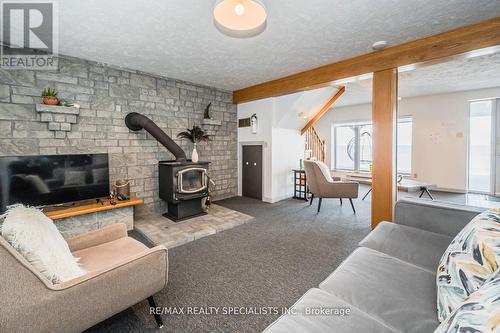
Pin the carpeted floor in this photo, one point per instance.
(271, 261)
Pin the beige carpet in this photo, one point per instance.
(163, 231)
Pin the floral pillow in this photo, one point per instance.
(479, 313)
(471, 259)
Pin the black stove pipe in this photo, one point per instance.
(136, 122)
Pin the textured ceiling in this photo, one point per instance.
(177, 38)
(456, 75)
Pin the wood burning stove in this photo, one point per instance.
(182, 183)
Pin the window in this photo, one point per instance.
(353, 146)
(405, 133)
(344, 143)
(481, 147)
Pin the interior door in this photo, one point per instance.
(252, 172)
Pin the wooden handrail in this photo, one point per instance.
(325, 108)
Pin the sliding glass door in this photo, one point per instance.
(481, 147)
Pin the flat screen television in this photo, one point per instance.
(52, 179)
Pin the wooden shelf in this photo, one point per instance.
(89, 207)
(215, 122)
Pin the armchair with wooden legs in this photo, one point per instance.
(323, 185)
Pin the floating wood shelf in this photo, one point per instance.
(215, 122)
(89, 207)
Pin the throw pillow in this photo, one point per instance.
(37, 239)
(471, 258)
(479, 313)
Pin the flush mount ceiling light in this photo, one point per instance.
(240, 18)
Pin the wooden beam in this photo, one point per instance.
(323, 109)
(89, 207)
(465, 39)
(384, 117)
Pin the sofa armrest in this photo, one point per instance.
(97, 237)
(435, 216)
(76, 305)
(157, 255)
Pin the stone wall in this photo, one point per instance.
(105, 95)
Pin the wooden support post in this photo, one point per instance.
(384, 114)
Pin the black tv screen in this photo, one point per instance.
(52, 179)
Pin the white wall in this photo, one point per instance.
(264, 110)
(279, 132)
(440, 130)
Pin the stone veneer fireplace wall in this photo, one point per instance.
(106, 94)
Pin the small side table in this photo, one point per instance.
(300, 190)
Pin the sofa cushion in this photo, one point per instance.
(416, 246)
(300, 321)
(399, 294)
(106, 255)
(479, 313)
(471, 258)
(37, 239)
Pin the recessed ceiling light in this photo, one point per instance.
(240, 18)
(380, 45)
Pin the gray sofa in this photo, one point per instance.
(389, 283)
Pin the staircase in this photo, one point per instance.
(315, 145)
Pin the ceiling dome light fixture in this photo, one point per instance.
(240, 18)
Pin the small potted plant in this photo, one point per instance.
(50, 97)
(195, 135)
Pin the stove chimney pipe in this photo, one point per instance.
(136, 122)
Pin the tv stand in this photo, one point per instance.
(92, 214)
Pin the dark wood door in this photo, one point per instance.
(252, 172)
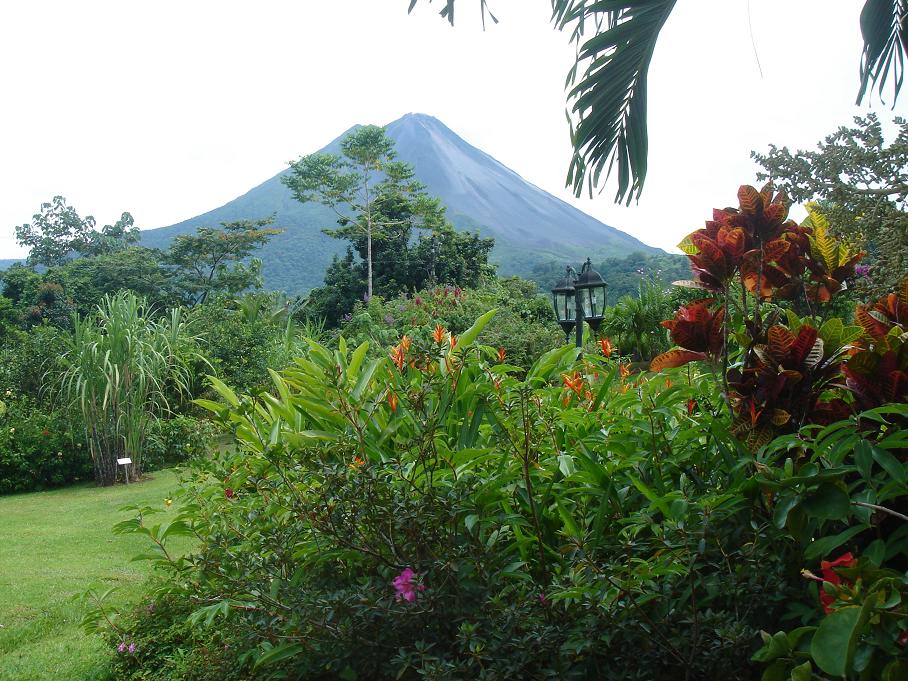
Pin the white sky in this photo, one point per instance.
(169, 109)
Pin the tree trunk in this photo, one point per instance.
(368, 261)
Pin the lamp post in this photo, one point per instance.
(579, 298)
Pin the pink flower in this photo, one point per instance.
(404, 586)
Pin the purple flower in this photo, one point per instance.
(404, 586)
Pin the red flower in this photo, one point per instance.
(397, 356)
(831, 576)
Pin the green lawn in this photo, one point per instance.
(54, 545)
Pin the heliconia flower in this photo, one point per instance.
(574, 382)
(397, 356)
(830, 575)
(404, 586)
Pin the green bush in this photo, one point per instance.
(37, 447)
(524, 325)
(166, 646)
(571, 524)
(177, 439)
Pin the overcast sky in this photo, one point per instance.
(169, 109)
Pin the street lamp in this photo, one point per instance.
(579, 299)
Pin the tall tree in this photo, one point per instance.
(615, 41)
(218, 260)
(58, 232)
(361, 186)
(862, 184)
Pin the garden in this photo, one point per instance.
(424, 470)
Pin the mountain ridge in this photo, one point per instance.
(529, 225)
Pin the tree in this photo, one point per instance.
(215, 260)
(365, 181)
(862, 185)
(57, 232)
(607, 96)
• • •
_What the task requires_
Letter for letter, reproduce every record above and skip the pictures.

_Response below_
Pin the carpeted floor in this photo, one point per instance.
(271, 261)
Pin the beige carpet in this photo, one point per instance.
(163, 231)
Pin the floral pillow in this photo, one point per instance.
(479, 313)
(471, 259)
Pin the black stove pipe in this photo, one point per instance.
(136, 122)
Pin the textured ceiling in this photo, one point per instance.
(177, 38)
(456, 75)
Pin the wood burning stove in this photo, one point per instance.
(182, 183)
Pin the window in this photo, one point per instance.
(353, 146)
(405, 133)
(344, 143)
(481, 147)
Pin the interior door in this photo, one point per instance.
(252, 172)
Pin the wooden handrail in this photo, one point per instance.
(325, 108)
Pin the sliding glass door in this photo, one point per instance.
(481, 147)
Pin the flat screen television in this photo, one point per instance.
(52, 179)
Pin the wooden shelf in this photo, one point per instance.
(89, 207)
(215, 122)
Pin the armchair with wooden legs in this photo, one point per instance.
(323, 185)
Pin the floating wood shelf in this photo, one point per instance.
(215, 122)
(89, 207)
Pin the throw pillow in this photo, one point per instance.
(37, 239)
(471, 258)
(479, 313)
Pin the flush mount ceiling light in this photo, one point per instance.
(240, 18)
Pin the wooden beam in this photo, one point per instance.
(323, 109)
(89, 207)
(465, 39)
(384, 117)
Pin the sofa armrest in this photo, one point per instance.
(97, 237)
(435, 216)
(76, 305)
(157, 255)
Pin the stone wall in this photo, one point per instance.
(105, 95)
Pin the wooden support post in this photo, one point per instance.
(384, 114)
Pin the black tv screen in this photo, one point per instance.
(52, 179)
Pin the white wall in this photo, one point per instance.
(264, 110)
(279, 132)
(440, 130)
Pin the stone veneer fireplace wall in this photo, one point per instance.
(106, 94)
Pin the small side table in this photo, one point per instance.
(300, 190)
Pin the sofa cushion in this photo, one point per instance.
(416, 246)
(300, 321)
(399, 294)
(106, 255)
(479, 313)
(471, 258)
(37, 239)
Pin the recessed ceiling light in this photo, one point per instance.
(240, 18)
(380, 45)
Pin the gray sofa in this photo, one point per instance.
(389, 283)
Pin the staircase in this photo, one point per instance.
(315, 145)
Pin the ceiling dome light fixture in this photo, one point per instance.
(240, 18)
Pin the small potted plant in this photo, one point per instance.
(50, 97)
(195, 135)
Pin the stove chimney pipe in this photo, one point per instance.
(136, 122)
Pin the tv stand in this photo, one point per instance.
(92, 214)
Pin the dark wood door in this photo, one point per instance.
(252, 172)
Pin the white sky in this photo, one point per instance.
(169, 109)
Pin the tree trunk in this photo, one point per instance.
(368, 261)
Pin the lamp post in this photo, one point per instance.
(579, 298)
Pin the pink flower in this photo, one point per instance.
(404, 586)
Pin the purple flower in this photo, one point per instance.
(404, 586)
Pin the red flower in this photo, one point per instance.
(397, 356)
(831, 576)
Pin the green lawn in this photo, one point per instance.
(54, 545)
Pin the heliconia flower in this photo, one point per instance.
(574, 382)
(397, 356)
(830, 575)
(404, 586)
Pin the green bush in this photo, one point per instance.
(37, 447)
(524, 325)
(166, 646)
(571, 524)
(177, 439)
Pin the overcast sky in this photo, one point per instance.
(169, 109)
Pin the street lamp in this photo, one point per instance.
(579, 299)
Pin the tall tree in this photo, one point per instance.
(615, 41)
(218, 260)
(58, 232)
(361, 186)
(862, 184)
Pin the garden in this photo, one point per instance.
(424, 470)
Pin the mountain ridge in this photo, one point per instance.
(529, 225)
Pin the tree in this photo, one point per instance.
(215, 260)
(365, 181)
(862, 185)
(57, 232)
(607, 96)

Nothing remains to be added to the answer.